Romans 3:23 tells us that God put forward Christ as a “propitiation” (NASB) a word that means “a sacrifice that bears God’s wrath to the end and in so doing changes God’s wrath to favor.” Paul tells us that “That this was to show God’s righteousness, because in his divine forbearance he had passed over former sins; it was to prove at the present time that he himself is righteous and that he justifies him who has faith in Jesus” (Rom. 3:25-26). God had not simply forgiven sin and forgotten about the punishment in generations past. He had forgiven sins and stored up his righteous anger against those sins. But at the cross the fury of all that stored-up wrath against sin was unleashed against God’s own Son.

* [COLLECTED DATA]
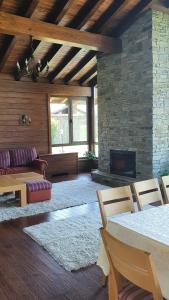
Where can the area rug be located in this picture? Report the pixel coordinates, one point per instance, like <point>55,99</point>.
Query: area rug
<point>64,194</point>
<point>73,242</point>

* [EXERCISE]
From the passage on propitiation, reproduce the wording starting with "Romans 3:23 tells" and going on through "God’s own Son.".

* [OUTPUT BELOW]
Romans 3:23 tells us that God put forward Christ as a “propitiation” (NASB) a word that means “a sacrifice that bears God’s wrath to the end and in so doing changes God’s wrath to favor.” Paul tells us that “That this was to show God’s righteousness, because in his divine forbearance he had passed over former sins; it was to prove at the present time that he himself is righteous and that he justifies him who has faith in Jesus” (Rom. 3:25-26). God had not simply forgiven sin and forgotten about the punishment in generations past. He had forgiven sins and stored up his righteous anger against those sins. But at the cross the fury of all that stored-up wrath against sin was unleashed against God’s own Son.